_Your goal_. Rewrite the material below from the line containing "out like [97,118]." through its final line, requests included, and shift every answer coordinate up by 148. Leave the numbers in the requests and their format samples unchanged.

Image location labeling entries:

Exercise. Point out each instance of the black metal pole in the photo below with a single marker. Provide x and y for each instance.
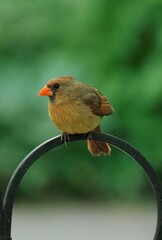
(56, 141)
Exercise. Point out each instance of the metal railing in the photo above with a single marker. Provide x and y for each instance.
(8, 200)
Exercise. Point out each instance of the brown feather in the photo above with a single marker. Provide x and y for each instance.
(96, 148)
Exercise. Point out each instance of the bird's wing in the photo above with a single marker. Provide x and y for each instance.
(98, 103)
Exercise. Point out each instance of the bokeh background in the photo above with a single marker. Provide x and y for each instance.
(115, 46)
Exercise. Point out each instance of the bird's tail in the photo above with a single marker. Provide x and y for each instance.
(96, 147)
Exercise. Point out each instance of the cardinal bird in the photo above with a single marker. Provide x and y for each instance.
(76, 107)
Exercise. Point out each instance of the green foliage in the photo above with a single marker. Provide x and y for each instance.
(113, 45)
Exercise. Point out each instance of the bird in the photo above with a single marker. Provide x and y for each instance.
(76, 108)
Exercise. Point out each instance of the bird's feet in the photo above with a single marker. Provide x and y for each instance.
(65, 137)
(90, 135)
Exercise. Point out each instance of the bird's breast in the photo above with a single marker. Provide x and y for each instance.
(74, 117)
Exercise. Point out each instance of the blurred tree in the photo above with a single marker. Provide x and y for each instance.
(114, 45)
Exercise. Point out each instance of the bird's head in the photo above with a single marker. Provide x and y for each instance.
(57, 87)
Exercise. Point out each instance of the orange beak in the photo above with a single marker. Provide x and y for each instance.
(45, 91)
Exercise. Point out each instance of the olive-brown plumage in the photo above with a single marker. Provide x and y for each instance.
(76, 107)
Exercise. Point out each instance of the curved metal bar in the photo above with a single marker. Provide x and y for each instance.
(56, 141)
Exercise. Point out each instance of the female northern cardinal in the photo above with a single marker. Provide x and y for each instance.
(77, 107)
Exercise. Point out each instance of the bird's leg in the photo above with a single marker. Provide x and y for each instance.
(65, 137)
(90, 135)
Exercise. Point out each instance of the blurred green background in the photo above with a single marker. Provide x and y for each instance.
(115, 46)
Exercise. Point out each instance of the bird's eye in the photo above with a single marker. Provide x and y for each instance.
(56, 85)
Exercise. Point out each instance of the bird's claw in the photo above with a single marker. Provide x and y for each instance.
(90, 135)
(65, 137)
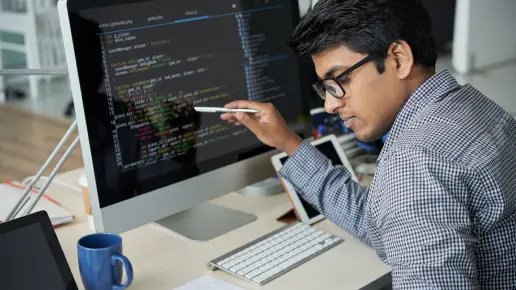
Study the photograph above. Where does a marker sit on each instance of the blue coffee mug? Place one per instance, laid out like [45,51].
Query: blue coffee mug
[101,260]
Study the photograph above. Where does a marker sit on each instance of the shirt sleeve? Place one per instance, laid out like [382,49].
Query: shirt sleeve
[329,189]
[426,226]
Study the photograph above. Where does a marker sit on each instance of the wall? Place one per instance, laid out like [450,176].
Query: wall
[484,34]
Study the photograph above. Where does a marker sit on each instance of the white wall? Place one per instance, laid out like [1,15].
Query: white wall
[484,34]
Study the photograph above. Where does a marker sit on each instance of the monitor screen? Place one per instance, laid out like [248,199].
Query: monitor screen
[27,261]
[329,151]
[142,67]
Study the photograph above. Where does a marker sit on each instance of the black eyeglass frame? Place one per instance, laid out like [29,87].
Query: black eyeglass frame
[321,89]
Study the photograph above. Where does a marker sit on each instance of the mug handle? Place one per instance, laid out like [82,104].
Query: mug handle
[128,270]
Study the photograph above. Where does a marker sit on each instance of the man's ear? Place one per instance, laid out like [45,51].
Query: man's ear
[402,57]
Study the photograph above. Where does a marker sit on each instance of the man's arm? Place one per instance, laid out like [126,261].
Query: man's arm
[425,223]
[328,188]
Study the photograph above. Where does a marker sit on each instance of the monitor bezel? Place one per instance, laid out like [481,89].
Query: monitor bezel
[158,203]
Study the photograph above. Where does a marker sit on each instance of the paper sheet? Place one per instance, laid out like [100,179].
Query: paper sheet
[207,283]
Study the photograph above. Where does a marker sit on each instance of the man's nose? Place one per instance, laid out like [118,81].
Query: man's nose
[331,104]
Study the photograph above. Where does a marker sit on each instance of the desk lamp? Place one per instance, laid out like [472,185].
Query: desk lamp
[25,198]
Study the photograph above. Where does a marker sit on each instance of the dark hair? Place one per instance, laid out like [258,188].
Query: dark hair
[367,26]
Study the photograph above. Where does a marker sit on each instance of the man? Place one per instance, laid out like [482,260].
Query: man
[442,207]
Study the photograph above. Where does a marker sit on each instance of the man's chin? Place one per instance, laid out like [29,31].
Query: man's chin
[368,136]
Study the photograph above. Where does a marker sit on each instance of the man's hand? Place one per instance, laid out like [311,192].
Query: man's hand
[267,125]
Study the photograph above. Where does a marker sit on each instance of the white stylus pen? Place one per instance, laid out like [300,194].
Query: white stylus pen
[223,110]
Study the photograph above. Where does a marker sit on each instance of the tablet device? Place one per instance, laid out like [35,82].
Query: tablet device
[331,148]
[31,256]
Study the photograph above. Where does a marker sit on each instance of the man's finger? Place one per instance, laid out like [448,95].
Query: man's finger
[227,116]
[248,121]
[244,105]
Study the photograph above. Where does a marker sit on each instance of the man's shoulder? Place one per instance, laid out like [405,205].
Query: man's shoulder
[458,124]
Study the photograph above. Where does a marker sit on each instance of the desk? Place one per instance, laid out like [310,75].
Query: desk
[164,260]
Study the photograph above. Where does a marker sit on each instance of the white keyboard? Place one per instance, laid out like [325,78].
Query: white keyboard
[276,253]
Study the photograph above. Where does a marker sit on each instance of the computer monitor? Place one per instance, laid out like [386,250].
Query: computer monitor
[137,68]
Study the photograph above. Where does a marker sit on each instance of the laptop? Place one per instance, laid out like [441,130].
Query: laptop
[31,256]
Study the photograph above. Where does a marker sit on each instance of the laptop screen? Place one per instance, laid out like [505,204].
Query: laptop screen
[28,259]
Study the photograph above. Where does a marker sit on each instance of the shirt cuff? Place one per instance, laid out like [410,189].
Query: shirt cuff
[304,163]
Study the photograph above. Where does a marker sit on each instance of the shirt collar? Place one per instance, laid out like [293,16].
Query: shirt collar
[434,88]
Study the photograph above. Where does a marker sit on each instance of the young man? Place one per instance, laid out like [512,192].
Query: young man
[442,207]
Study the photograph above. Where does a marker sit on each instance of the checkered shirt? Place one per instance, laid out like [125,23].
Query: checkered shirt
[441,210]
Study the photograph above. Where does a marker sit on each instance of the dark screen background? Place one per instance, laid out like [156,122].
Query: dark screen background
[26,261]
[144,65]
[328,150]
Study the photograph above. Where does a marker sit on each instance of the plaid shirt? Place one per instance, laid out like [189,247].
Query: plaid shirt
[441,210]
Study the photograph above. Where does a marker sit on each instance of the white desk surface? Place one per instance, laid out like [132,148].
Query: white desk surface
[164,260]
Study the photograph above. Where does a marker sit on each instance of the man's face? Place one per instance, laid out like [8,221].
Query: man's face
[371,101]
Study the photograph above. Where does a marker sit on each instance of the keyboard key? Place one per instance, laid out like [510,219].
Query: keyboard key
[258,279]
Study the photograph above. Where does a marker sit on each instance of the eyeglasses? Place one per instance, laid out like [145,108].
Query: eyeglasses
[333,85]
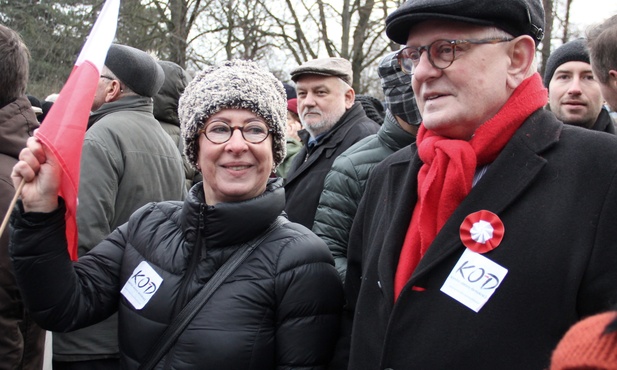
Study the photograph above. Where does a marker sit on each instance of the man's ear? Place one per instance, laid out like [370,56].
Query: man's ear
[521,52]
[612,79]
[113,91]
[350,98]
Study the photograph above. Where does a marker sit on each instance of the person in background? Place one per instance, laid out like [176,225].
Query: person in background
[21,340]
[602,44]
[467,250]
[372,107]
[344,184]
[165,104]
[574,93]
[280,309]
[37,107]
[292,139]
[127,161]
[332,122]
[589,344]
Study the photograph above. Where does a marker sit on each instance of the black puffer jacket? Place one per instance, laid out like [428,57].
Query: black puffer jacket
[279,310]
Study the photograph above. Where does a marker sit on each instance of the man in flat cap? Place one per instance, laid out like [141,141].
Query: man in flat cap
[574,93]
[602,44]
[478,246]
[346,180]
[127,161]
[332,123]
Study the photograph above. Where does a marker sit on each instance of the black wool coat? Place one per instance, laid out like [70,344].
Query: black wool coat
[555,189]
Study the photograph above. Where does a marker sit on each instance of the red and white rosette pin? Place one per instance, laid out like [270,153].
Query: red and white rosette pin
[482,231]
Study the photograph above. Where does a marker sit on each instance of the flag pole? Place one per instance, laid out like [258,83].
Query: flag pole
[10,210]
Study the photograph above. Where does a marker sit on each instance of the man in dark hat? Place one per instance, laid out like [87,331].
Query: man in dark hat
[332,122]
[574,93]
[602,43]
[127,161]
[478,248]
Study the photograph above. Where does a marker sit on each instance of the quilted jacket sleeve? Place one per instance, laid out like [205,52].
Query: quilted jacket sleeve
[309,302]
[63,295]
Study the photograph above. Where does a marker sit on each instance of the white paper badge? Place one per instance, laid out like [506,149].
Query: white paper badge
[142,285]
[473,280]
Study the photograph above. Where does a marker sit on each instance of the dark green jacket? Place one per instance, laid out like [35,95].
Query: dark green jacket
[345,183]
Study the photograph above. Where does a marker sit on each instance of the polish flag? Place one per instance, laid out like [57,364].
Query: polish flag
[64,127]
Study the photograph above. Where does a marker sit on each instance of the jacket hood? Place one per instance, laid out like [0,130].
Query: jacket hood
[166,101]
[17,124]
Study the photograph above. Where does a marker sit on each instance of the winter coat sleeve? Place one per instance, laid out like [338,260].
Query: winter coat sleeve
[309,299]
[337,208]
[63,295]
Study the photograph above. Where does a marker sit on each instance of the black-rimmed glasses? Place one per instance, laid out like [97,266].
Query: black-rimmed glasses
[221,132]
[441,53]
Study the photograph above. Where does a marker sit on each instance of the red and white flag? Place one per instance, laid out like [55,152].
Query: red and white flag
[64,127]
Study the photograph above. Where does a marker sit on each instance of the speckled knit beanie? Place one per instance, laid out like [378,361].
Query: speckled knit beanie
[233,84]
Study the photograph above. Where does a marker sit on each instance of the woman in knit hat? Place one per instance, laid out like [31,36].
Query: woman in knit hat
[278,309]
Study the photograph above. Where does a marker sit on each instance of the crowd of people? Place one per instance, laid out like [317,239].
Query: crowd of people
[228,220]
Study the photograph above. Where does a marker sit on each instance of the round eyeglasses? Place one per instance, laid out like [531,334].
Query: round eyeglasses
[441,53]
[221,132]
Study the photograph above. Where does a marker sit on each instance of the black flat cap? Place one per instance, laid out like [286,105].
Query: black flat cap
[517,17]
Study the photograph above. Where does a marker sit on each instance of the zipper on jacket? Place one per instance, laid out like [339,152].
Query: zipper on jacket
[188,276]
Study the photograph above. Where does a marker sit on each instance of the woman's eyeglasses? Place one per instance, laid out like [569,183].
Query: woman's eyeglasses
[221,132]
[441,53]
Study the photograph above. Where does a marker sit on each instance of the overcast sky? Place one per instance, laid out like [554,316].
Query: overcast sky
[588,12]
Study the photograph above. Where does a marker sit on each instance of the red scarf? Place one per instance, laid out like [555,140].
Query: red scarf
[446,177]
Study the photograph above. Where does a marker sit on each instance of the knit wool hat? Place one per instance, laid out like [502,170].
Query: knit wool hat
[136,69]
[516,17]
[587,346]
[236,84]
[573,51]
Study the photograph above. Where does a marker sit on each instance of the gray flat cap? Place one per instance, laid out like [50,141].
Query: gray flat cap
[337,67]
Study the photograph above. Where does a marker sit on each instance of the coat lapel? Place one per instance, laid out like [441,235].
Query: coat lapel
[508,176]
[400,207]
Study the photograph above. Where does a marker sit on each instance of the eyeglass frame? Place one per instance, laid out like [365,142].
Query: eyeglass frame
[453,43]
[231,133]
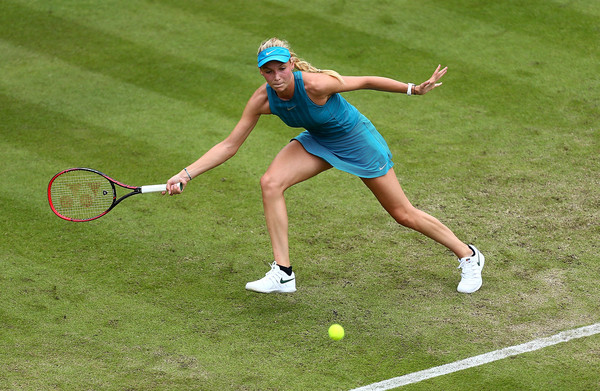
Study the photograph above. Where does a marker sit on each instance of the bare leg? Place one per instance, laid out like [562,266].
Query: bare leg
[291,165]
[388,191]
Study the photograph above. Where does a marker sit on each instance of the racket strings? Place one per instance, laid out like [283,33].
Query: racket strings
[81,195]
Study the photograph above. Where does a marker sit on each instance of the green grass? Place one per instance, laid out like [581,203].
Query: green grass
[151,296]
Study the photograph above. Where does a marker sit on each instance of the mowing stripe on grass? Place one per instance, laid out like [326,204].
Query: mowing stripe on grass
[482,359]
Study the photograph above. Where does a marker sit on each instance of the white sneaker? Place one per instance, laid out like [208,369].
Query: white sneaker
[470,278]
[275,281]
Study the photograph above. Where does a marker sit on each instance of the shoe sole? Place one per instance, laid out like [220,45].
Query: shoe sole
[481,283]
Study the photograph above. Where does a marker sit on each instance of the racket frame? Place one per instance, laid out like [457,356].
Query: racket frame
[113,182]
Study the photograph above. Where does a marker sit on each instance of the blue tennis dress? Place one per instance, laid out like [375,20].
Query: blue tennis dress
[336,132]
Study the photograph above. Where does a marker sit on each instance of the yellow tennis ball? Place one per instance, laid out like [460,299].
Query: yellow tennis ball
[336,332]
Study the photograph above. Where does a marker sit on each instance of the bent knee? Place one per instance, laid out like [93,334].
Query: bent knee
[270,184]
[406,217]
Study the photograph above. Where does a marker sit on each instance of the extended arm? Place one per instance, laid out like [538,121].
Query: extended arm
[330,86]
[226,149]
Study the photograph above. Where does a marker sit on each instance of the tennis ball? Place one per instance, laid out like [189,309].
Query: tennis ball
[336,332]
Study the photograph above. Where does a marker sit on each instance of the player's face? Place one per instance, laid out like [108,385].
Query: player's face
[279,76]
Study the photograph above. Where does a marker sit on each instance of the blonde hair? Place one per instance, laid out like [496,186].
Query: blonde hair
[299,64]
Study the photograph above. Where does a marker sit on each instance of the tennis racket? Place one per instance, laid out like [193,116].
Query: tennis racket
[83,194]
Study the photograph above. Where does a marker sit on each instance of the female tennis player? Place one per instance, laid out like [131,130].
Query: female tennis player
[336,135]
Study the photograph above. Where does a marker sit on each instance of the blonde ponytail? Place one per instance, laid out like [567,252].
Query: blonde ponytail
[299,64]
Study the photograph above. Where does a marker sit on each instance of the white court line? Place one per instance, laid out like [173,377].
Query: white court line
[482,359]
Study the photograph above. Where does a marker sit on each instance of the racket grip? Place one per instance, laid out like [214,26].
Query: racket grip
[156,188]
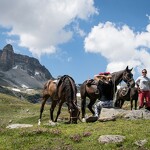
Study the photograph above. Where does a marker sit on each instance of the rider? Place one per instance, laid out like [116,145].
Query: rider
[106,94]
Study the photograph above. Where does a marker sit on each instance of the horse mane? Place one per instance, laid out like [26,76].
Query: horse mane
[67,85]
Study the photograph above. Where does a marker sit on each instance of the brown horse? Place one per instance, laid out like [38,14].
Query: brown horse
[90,89]
[63,91]
[126,94]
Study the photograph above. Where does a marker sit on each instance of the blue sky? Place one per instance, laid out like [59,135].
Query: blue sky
[79,37]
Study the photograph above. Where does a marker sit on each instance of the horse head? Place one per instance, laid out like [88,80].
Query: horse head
[128,77]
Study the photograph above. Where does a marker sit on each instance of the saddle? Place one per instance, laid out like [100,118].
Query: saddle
[124,91]
[92,86]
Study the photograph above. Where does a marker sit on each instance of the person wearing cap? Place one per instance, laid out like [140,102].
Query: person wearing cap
[143,85]
[103,76]
[105,87]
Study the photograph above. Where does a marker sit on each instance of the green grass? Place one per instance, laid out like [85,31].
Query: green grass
[63,136]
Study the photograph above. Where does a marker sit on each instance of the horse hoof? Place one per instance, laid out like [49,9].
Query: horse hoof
[52,123]
[92,119]
[83,120]
[39,122]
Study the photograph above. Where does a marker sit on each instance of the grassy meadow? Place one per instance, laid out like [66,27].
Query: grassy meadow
[63,136]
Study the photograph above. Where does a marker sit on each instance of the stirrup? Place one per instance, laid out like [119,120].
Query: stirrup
[97,91]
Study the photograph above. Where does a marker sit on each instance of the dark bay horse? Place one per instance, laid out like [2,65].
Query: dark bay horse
[64,90]
[126,94]
[90,91]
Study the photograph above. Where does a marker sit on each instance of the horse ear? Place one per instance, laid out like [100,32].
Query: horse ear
[131,69]
[127,68]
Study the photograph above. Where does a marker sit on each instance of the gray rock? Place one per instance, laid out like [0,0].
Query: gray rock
[141,142]
[127,114]
[14,126]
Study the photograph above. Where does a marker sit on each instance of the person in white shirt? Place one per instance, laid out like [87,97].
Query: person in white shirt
[143,85]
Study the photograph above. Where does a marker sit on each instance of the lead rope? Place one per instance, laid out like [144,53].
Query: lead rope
[114,93]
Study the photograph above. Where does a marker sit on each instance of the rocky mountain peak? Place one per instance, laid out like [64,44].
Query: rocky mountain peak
[7,58]
[21,70]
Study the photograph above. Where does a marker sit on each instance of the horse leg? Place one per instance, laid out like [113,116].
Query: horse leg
[83,105]
[42,108]
[135,103]
[131,103]
[90,105]
[121,103]
[53,105]
[59,111]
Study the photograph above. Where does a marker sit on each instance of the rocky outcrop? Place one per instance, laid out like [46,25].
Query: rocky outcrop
[7,58]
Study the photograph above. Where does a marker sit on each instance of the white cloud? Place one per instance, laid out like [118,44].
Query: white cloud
[121,46]
[41,25]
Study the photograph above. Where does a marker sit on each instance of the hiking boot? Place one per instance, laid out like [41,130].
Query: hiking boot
[92,119]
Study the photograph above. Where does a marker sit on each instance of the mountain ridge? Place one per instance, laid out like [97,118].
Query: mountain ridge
[21,71]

_The response_.
Study the photograph above. Where does a marker sit on each instance of the mountain ridge? Place one per instance, laid out like [97,118].
Query: mountain ridge
[169,219]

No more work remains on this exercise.